━━━━━ DATA FOR THIS EXERCISE ━━━━━
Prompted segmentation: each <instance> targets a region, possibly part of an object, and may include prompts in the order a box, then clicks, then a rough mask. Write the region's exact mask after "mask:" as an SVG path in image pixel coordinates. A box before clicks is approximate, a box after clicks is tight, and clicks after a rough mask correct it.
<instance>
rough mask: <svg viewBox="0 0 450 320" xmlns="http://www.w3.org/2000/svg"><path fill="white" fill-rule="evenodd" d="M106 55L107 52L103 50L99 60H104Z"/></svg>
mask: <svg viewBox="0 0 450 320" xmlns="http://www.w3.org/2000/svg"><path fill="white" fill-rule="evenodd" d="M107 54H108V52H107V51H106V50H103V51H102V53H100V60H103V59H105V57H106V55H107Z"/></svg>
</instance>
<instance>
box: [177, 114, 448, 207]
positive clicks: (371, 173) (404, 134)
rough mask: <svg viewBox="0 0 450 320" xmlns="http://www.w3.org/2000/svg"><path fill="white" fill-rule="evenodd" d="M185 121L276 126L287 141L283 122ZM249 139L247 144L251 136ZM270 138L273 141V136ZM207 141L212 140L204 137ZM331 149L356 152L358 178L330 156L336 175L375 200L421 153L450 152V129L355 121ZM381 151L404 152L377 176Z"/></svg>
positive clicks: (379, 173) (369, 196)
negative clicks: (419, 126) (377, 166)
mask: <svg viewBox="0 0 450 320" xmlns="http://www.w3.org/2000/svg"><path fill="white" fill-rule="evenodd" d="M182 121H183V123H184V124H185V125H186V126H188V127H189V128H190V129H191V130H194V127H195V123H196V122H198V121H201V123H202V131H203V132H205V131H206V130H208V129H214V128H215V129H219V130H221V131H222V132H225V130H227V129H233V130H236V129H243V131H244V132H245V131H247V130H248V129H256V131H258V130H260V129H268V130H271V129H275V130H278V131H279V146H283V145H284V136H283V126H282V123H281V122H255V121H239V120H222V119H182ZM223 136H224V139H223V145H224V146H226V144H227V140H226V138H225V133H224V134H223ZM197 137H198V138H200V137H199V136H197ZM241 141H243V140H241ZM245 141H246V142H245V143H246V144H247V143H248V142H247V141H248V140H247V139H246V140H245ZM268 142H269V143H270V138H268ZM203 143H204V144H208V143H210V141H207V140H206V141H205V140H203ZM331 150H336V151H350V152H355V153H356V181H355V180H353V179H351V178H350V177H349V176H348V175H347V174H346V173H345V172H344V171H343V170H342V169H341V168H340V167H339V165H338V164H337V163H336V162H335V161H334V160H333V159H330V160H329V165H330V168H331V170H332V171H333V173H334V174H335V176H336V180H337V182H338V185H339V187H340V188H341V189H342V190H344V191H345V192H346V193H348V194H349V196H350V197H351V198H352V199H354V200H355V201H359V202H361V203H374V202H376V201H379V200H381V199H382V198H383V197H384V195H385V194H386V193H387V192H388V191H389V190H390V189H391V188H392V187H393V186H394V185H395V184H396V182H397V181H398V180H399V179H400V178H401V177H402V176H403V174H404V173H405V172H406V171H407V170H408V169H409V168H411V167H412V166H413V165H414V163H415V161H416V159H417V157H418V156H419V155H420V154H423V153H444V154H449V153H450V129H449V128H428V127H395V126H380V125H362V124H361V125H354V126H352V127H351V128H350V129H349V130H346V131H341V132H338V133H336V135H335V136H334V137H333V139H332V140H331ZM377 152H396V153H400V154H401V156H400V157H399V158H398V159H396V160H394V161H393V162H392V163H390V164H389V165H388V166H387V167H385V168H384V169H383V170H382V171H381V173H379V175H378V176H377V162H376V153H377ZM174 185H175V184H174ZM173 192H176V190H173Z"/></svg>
━━━━━
## PROBLEM DESCRIPTION
Copy out each line of the material above that contains the string "instance".

## OUTPUT FOR THIS TASK
Prompted segmentation: each <instance> targets a region, possibly part of an object, and may include prompts in the order a box, then clicks, then a rough mask. Write the region's exact mask after "mask:" as an SVG path in image pixel coordinates. A box before clicks is approximate, a box after clicks is tight, and clicks after a rough mask correct it.
<instance>
</instance>
<instance>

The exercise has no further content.